TASK REQUIREMENTS:
Using the records below, transcribe word for word the stretch from the line that contains "Query: field" through the line that contains "dark pants, each", both end lines included, and nothing else.

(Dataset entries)
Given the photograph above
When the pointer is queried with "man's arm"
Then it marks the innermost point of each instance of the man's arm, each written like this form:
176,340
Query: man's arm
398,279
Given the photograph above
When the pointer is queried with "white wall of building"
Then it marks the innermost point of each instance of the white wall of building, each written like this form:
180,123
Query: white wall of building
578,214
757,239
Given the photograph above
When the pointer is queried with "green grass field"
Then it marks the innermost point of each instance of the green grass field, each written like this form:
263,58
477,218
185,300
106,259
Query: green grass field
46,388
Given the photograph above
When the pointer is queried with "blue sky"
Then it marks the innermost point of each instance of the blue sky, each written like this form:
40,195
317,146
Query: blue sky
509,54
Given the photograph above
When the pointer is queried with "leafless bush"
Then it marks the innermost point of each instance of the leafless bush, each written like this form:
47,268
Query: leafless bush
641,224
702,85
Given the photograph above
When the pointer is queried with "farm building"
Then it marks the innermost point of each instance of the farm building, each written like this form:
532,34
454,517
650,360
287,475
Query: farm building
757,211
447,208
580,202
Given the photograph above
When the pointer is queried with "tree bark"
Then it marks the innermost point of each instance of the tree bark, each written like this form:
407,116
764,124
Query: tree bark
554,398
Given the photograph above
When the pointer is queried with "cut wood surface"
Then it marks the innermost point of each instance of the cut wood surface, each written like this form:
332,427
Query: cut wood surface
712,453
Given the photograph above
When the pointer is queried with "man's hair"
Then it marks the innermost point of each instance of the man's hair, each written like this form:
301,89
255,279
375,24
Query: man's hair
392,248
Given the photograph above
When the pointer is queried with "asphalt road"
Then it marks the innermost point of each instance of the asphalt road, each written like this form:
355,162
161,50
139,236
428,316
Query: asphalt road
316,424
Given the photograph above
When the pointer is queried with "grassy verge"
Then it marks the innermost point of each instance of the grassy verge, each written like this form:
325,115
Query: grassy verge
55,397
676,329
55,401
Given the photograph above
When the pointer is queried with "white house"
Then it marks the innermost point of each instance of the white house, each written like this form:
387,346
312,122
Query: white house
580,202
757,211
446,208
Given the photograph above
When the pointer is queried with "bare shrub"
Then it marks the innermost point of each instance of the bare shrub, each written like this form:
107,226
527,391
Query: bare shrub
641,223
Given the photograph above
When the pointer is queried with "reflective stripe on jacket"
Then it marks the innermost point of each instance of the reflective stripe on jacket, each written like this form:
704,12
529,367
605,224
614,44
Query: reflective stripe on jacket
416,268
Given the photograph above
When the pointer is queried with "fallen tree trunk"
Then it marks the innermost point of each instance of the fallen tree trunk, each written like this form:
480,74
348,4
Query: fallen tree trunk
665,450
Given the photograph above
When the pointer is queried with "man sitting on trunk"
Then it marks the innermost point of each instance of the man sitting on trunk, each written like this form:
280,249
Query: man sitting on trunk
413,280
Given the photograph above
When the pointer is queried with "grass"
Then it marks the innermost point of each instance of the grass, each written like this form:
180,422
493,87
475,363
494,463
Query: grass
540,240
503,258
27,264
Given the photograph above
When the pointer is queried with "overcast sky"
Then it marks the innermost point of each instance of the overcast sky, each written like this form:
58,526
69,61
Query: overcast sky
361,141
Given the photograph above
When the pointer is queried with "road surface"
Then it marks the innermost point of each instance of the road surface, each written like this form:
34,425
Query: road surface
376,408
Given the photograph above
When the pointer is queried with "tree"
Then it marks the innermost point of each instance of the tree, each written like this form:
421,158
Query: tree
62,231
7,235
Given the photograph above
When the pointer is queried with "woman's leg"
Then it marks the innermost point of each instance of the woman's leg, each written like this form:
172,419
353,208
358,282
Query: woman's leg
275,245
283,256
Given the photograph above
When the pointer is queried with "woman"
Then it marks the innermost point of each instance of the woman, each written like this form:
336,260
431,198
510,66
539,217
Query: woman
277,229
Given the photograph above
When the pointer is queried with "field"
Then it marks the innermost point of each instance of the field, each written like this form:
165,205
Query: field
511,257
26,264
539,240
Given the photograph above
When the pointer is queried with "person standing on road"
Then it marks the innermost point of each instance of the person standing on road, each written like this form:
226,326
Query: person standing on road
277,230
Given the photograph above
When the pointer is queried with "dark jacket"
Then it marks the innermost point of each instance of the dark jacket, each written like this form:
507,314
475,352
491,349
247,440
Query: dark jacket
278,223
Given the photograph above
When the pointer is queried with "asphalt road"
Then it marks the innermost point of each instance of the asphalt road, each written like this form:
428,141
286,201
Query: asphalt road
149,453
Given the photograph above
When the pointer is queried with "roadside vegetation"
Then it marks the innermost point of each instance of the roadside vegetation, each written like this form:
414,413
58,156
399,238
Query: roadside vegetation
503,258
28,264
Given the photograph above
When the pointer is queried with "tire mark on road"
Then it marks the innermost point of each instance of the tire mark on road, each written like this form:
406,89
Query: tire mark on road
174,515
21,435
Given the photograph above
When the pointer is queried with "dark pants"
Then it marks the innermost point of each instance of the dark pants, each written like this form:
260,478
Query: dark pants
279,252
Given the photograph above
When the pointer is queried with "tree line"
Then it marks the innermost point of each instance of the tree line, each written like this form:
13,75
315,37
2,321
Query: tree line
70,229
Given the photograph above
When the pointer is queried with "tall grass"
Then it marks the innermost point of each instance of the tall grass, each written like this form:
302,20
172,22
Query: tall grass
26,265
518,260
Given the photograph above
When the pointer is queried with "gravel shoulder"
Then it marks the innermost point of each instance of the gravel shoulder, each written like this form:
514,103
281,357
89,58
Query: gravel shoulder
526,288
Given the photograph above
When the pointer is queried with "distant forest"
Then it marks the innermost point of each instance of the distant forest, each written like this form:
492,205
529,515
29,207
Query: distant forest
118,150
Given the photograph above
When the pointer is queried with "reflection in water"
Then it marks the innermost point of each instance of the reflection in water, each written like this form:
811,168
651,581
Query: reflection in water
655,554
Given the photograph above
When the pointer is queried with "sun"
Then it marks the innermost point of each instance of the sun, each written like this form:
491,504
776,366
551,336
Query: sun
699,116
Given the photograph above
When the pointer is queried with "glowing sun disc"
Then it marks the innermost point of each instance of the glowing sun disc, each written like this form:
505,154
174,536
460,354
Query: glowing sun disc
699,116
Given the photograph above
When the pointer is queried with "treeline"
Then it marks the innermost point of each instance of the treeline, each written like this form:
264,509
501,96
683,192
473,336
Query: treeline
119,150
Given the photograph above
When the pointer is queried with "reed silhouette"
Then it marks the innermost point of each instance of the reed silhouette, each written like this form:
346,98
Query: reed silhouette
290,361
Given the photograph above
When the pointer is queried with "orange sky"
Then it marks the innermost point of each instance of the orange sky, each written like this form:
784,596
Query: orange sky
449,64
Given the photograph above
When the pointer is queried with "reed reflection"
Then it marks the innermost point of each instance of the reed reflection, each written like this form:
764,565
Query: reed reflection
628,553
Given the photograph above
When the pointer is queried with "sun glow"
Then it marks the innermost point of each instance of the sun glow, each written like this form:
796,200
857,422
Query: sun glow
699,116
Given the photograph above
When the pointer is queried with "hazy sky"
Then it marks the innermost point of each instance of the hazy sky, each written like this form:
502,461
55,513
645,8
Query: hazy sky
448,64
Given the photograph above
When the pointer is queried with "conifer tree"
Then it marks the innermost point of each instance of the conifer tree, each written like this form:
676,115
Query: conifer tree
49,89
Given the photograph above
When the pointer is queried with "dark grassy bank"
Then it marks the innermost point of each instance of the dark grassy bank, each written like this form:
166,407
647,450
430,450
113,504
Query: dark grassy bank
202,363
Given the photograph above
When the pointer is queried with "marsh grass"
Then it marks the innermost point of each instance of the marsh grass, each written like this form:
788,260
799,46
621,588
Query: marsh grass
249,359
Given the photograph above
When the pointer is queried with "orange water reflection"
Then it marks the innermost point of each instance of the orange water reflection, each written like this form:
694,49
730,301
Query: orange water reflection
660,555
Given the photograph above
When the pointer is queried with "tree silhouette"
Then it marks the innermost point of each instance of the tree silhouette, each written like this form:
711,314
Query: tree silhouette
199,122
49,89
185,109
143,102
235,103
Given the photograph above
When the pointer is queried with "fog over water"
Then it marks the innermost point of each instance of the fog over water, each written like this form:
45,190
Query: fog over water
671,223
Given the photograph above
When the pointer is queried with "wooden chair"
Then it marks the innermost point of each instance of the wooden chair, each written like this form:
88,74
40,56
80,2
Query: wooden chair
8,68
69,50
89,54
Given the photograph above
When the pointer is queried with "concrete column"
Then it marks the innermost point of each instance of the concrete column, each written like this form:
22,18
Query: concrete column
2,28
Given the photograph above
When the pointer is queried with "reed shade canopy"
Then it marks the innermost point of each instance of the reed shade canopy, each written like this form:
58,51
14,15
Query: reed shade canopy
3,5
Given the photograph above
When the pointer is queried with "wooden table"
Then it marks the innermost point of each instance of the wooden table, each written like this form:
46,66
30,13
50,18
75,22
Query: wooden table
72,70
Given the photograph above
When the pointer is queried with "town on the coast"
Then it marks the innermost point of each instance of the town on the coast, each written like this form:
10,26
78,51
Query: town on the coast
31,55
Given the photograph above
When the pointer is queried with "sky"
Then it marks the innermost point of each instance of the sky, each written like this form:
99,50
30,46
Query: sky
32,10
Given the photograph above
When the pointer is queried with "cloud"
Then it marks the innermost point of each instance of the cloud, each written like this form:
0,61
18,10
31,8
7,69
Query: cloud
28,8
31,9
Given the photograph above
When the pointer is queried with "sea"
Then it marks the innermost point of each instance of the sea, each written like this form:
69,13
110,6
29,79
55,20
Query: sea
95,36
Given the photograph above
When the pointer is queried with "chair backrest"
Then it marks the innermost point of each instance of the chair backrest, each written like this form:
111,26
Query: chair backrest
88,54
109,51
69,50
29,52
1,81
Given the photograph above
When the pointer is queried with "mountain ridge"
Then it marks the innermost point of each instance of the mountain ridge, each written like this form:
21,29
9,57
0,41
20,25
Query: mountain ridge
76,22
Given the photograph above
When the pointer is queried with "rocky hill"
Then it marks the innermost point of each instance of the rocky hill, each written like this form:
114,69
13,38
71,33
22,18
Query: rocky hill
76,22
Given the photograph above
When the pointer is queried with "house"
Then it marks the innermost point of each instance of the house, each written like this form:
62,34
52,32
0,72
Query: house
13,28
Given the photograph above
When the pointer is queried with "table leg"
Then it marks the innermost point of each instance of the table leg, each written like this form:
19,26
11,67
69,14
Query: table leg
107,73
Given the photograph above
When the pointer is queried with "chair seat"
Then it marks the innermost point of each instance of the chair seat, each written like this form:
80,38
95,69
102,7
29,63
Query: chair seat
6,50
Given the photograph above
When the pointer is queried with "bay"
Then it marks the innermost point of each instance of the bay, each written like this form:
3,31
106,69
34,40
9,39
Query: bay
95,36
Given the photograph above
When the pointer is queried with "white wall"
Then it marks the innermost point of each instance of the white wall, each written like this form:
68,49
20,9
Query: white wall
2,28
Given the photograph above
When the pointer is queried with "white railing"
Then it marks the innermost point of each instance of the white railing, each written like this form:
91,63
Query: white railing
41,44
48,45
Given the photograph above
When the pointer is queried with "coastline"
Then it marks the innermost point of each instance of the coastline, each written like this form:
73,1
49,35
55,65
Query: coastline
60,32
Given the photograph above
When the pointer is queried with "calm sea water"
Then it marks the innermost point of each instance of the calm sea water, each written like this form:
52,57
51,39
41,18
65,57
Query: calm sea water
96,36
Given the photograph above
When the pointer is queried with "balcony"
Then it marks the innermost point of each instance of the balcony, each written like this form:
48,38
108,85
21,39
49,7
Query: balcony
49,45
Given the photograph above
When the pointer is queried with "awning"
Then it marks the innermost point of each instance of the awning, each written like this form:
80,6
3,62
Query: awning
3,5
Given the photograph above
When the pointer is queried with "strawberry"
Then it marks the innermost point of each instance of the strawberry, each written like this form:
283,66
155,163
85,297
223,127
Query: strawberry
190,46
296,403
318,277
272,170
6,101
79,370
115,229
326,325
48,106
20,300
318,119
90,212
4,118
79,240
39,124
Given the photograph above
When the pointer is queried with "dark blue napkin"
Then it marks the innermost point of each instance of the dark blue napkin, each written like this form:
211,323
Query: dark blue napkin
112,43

REPLY:
Query: field
511,257
26,264
539,240
Given the photograph above
When the pointer is queried with "person standing on road"
Then it marks the innermost point of each instance of the person standing on road, each written like this form:
226,326
Query: person standing on road
277,230
Given the photograph above
When the pointer is queried with "dark jacket"
Then it marks the innermost point of each instance of the dark jacket, each written like this form:
507,314
475,352
491,349
247,440
Query: dark jacket
278,223
Given the photograph above
When the pointer is queried with "asphalt road"
Then it marks the innermost point of each instance of the asphalt road, each written like this form:
428,141
286,201
Query: asphalt road
149,453
Given the photograph above
When the pointer is queried with "roadside vegetation"
Then it marks the innermost point of each instance of the roadside vegetation, each written like this form:
414,413
58,156
399,238
Query: roadside vegetation
503,258
28,264
Given the photograph above
When the pointer is queried with "tire mark on road"
Then it marks the innermost point of each instance of the tire mark on road, each written like this form:
406,89
Query: tire mark on road
174,515
21,435
Given the photograph above
When the pointer is queried with "dark pants"
Then it marks the innermost point of each instance of the dark pants, each written like this form:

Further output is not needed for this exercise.